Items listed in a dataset
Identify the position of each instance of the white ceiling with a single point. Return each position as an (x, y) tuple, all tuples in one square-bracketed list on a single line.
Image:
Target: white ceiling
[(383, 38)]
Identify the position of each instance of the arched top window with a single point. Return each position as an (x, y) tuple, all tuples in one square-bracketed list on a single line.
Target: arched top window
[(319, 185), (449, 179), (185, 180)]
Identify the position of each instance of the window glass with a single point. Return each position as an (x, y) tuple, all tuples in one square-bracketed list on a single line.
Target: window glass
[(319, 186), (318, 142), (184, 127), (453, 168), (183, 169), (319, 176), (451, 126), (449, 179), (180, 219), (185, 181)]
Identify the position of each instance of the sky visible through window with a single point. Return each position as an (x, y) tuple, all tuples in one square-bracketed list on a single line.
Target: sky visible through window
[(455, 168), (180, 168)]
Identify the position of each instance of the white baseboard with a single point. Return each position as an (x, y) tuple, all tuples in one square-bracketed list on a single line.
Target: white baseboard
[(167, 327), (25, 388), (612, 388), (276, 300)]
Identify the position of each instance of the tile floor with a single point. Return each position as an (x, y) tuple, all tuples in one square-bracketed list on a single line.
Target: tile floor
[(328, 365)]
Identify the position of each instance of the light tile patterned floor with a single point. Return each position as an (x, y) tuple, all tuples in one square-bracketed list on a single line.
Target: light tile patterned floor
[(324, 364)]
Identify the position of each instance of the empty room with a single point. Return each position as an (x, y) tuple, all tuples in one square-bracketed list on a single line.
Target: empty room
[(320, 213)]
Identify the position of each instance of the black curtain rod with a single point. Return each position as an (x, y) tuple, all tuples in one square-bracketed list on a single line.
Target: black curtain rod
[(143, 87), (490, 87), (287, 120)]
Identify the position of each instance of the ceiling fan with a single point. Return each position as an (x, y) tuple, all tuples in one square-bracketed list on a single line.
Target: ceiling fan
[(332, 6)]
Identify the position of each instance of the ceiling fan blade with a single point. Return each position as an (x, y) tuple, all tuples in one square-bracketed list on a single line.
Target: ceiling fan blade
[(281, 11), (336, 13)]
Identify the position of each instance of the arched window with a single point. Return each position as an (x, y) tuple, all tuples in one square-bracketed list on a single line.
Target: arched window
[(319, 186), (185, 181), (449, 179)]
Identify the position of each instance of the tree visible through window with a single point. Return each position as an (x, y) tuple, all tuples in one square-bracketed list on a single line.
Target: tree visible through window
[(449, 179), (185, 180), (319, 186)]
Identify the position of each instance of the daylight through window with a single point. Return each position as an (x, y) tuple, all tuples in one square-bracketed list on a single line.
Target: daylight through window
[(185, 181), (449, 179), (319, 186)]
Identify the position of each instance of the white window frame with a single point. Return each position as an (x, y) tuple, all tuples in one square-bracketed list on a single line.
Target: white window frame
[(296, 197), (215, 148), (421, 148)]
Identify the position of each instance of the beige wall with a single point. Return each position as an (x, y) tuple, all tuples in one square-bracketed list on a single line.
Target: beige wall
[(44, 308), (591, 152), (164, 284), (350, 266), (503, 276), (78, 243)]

**WHAT IS REQUIRED**: Above are the records; from them, give again exactly the lines from the one containing "Identify the position of each instance of the tree" to the one containing "Identify the position of each instance of the white window", both lines included, and nothing more.

**ANSWER SPACE**:
Identify the position of each instance of the tree visible through window with a single point. Return each position as an (x, y) tuple, all tuples in one square-bracketed list on a single line.
Target: tree visible through window
[(449, 179), (185, 180), (319, 186)]
Identify the position of each instance of the daylight through window with a single point. Return each position as an (x, y) tuple, all tuples in one square-bracketed list on a single line.
Target: daylight through window
[(185, 181), (449, 179), (319, 186)]
Identify the position of each instance of the white window frame with a single point. Return each position as an (x, y) tuple, all tuples in one square-bracketed list on a single line.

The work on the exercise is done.